= What is needed =
Write out the lines below word for word, leaving out the picture.

= Data shown =
****

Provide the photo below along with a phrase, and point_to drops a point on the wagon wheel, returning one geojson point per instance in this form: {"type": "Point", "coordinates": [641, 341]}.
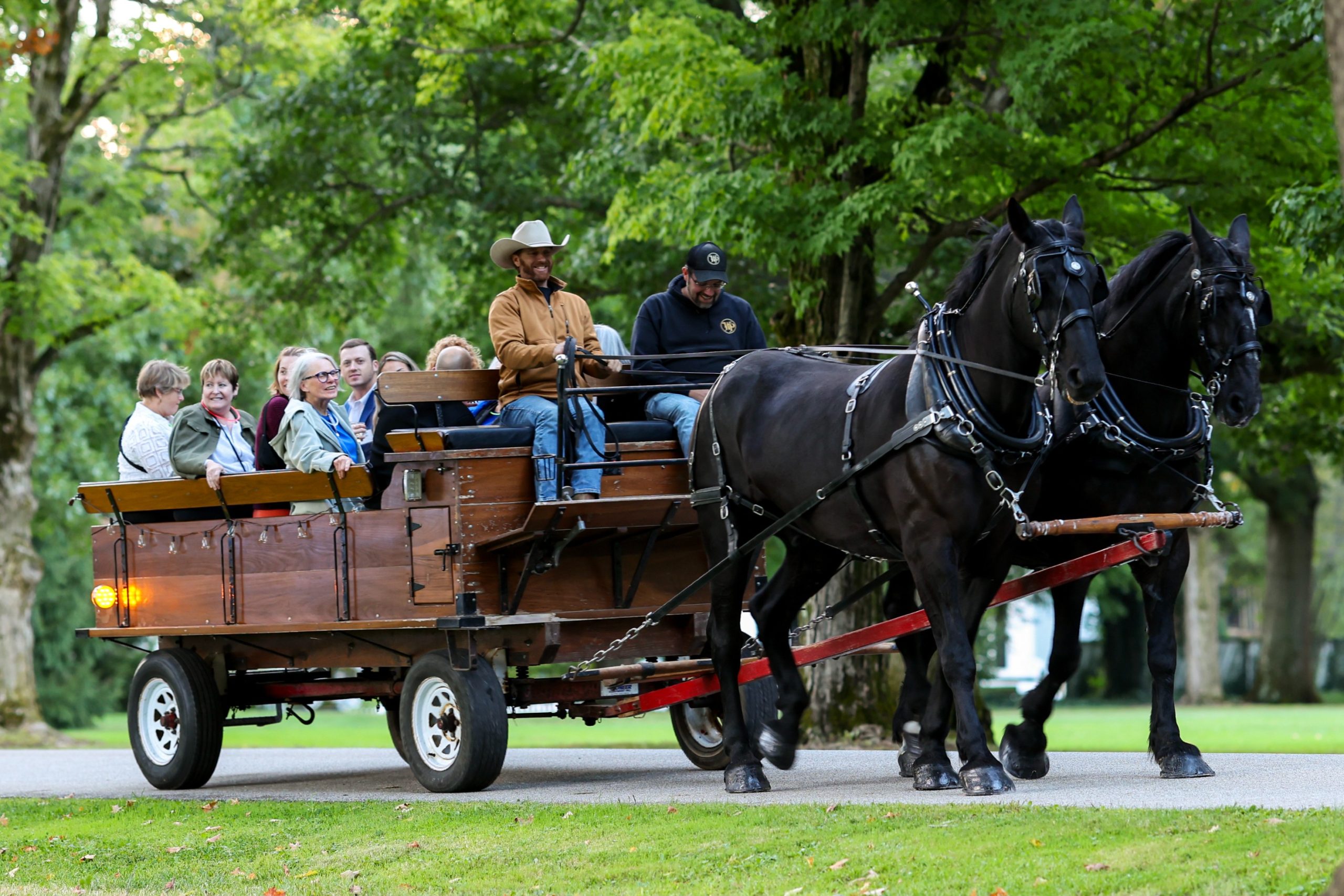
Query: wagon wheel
{"type": "Point", "coordinates": [699, 730]}
{"type": "Point", "coordinates": [393, 710]}
{"type": "Point", "coordinates": [454, 724]}
{"type": "Point", "coordinates": [176, 719]}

****

= Expected answer =
Provide the photo below along with a phrase, and point_to drops a point on the wagon wheel, returning one geojson point per instance in this form: {"type": "Point", "coordinates": [641, 341]}.
Query: wagon wheel
{"type": "Point", "coordinates": [699, 730]}
{"type": "Point", "coordinates": [393, 710]}
{"type": "Point", "coordinates": [454, 724]}
{"type": "Point", "coordinates": [176, 719]}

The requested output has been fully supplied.